◆ Exercise goal ◆
Please set out the records below as a numbered list, omitting any blank lines.

◆ Records for the exercise ◆

------------------------------

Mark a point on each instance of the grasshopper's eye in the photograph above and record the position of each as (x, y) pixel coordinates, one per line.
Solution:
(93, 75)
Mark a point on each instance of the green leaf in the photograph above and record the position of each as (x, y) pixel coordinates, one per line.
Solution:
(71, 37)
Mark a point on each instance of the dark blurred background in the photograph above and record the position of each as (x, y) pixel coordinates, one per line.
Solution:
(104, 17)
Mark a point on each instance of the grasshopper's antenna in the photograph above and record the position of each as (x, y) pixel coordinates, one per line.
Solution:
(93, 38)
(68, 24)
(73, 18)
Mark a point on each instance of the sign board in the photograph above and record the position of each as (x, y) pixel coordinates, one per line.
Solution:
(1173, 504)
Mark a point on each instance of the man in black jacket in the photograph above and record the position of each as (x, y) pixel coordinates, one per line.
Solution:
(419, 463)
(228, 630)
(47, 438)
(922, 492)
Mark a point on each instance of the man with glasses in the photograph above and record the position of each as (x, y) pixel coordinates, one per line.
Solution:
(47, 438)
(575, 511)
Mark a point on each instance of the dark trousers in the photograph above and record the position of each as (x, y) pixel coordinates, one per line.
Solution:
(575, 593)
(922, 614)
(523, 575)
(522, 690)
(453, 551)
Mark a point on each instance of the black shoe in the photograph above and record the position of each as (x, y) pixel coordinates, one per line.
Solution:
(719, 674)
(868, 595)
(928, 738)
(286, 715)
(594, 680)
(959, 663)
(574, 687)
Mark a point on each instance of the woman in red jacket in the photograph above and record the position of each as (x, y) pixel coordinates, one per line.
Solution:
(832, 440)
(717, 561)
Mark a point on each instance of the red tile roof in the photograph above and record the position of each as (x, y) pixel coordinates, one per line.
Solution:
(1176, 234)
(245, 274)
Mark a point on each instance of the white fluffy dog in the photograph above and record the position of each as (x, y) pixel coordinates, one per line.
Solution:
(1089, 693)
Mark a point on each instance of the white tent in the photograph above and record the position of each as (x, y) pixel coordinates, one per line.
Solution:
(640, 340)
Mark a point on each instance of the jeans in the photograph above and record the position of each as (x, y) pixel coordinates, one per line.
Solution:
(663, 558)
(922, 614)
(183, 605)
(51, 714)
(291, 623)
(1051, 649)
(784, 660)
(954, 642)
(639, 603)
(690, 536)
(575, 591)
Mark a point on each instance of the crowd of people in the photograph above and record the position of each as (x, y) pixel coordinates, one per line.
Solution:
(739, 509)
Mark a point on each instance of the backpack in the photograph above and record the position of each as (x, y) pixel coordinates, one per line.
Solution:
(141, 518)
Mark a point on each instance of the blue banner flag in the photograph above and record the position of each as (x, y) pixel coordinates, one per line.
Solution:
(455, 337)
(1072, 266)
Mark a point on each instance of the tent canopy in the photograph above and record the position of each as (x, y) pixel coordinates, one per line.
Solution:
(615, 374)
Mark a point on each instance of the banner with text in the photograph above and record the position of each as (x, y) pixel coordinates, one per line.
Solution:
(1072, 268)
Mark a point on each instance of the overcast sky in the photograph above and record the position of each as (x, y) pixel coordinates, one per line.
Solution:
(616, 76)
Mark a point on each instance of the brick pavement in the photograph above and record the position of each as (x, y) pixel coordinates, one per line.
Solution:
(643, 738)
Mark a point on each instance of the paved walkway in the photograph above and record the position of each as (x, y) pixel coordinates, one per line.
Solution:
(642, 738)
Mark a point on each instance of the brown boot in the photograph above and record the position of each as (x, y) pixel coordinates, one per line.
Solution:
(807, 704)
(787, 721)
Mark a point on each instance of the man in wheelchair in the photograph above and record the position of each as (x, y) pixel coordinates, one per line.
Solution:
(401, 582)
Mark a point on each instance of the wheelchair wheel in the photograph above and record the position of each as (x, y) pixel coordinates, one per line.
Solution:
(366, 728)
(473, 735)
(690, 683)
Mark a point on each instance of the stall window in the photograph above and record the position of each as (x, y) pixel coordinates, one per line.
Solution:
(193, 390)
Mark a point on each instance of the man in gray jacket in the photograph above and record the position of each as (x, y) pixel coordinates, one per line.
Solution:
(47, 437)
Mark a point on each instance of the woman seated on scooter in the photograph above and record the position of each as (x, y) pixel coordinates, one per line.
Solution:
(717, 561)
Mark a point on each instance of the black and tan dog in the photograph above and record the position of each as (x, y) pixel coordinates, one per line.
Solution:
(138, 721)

------------------------------

◆ Result of this exercise ◆
1. Mark a point on each instance of the grasshopper's eye in the photograph above and record the position of each as (x, y) pixel coordinates, one per line.
2. Solution:
3. (93, 75)
4. Mark a point on each instance of the green leaf in the photograph above and record the position of each as (x, y) pixel coordinates, one per line.
5. Solution:
6. (71, 37)
7. Mark a point on each instance of the dark blurred background in the photograph above and record the position of each as (x, y) pixel coordinates, one per line.
8. Solution:
9. (104, 17)
10. Mark a point on each instance of the grasshopper's antenna in the photograph above and record the position of each as (x, y) pixel coordinates, one per line.
11. Solution:
12. (93, 38)
13. (68, 24)
14. (73, 18)
15. Mark a point on each instance of the sign board in the photograph above and record the position of each as (x, y) pixel coordinates, one per line.
16. Solution:
17. (1173, 504)
18. Mark a point on each instance of the man in black jacket in the photograph above and record the position of each as (x, y) pixel coordinates, one per line.
19. Solution:
20. (419, 463)
21. (228, 630)
22. (47, 438)
23. (922, 492)
24. Mark a point on each instance of the man with glasses in the photograph above and record the position of each as (x, y) pixel coordinates, one per line.
25. Solution:
26. (47, 438)
27. (575, 511)
28. Mark a point on each instance of the dark trousers in the photograph above and record the position of each as (x, y) pixel coordinates, one per line.
29. Solution:
30. (575, 593)
31. (922, 614)
32. (523, 575)
33. (522, 690)
34. (453, 551)
35. Mark a point on each instance of the black shoe in the photograph above and record the position of each as (x, y) pixel coordinates, one per line.
36. Solution:
37. (719, 674)
38. (868, 595)
39. (928, 738)
40. (286, 715)
41. (594, 680)
42. (959, 663)
43. (574, 687)
44. Mark a point on each instance of the woman in red jacket in the photograph above and record the position of each as (x, y) pixel coordinates, one per line.
45. Solution:
46. (832, 440)
47. (717, 561)
48. Mark a point on each instance of the red tile roof in the photograph above and record the position of each as (x, y) pixel coordinates, one per line.
49. Solution:
50. (1176, 234)
51. (245, 274)
52. Mark a point on each instance of the white fluffy dog in the photograph above and record the position of each as (x, y) pixel coordinates, one per line.
53. Solution:
54. (1089, 693)
55. Mark a point on each instance of the white tent in the photograph above and record the position of each as (x, y) pixel coordinates, one per line.
56. Solution:
57. (640, 340)
58. Mark a point on each instance of the jeans in the photograph above and record the position of each as (x, y) pixel coordinates, one per line.
59. Solution:
60. (663, 558)
61. (922, 614)
62. (183, 605)
63. (51, 714)
64. (291, 623)
65. (1051, 649)
66. (784, 660)
67. (954, 642)
68. (639, 603)
69. (690, 536)
70. (575, 591)
71. Mark a point on each instance of the crowd of people in the photograph above and record the position of each as (x, y) pixel coordinates, one per line.
72. Solution:
73. (739, 509)
74. Mark a point on each instance of the backpack in the photograph above and record the position of each as (x, y) pixel coordinates, one per line.
75. Solution:
76. (141, 518)
77. Mark a point on each instance of the blue banner flag in the photograph above and record the position of each as (x, y) pixel coordinates, one per line.
78. Solution:
79. (455, 337)
80. (1072, 266)
81. Mark a point on each instance of the tent canopy in the photograph above and record the position of each as (x, y) pixel coordinates, one per line.
82. Solution:
83. (615, 374)
84. Mark a point on each instance of the banner with text in the photograph above and record the position of each as (x, y) pixel coordinates, one per line.
85. Solution:
86. (1072, 268)
87. Mark a point on each instance of the overcast sky in the photograph above and record the position of each as (x, y) pixel coordinates, one per line.
88. Solution:
89. (616, 76)
90. Mark a point on each instance of the brick pavement in the photograph above and record the position of each as (x, y) pixel coordinates, one per line.
91. Solution:
92. (643, 738)
93. Mark a point on each instance of the paved walkway in the photograph above and record the position of each as (x, y) pixel coordinates, one per line.
94. Solution:
95. (642, 738)
96. Mark a point on each instance of the brown boot in the photograph above and record the position of each as (x, y) pixel coordinates, one per line.
97. Solution:
98. (807, 704)
99. (787, 721)
100. Mark a point on each instance of the man in wheelchair in the photograph above and record the position of each as (x, y) pixel coordinates, one per line.
101. Solution:
102. (401, 582)
103. Mark a point on each instance of the wheelchair wheel in the photograph above and record the position of each as (x, y) pixel coordinates, one per line.
104. Solution:
105. (366, 728)
106. (473, 735)
107. (690, 683)
108. Mark a point on each instance of the stall window in the photograph above and record the position of each as (x, y) pixel coordinates, one per line.
109. Solution:
110. (193, 390)
111. Mark a point on each instance of the man in gray jacket in the photograph above and record the position of each as (x, y) pixel coordinates, one per line.
112. Solution:
113. (47, 437)
114. Mark a point on each instance of the woman seated on scooter in the photograph above and record the position of each as (x, y) pixel coordinates, one per line.
115. Solution:
116. (717, 561)
117. Mark a point on each instance of the black and tan dog in the photograph above and record the position of each as (x, y) pixel coordinates, one per line.
118. Solution:
119. (138, 721)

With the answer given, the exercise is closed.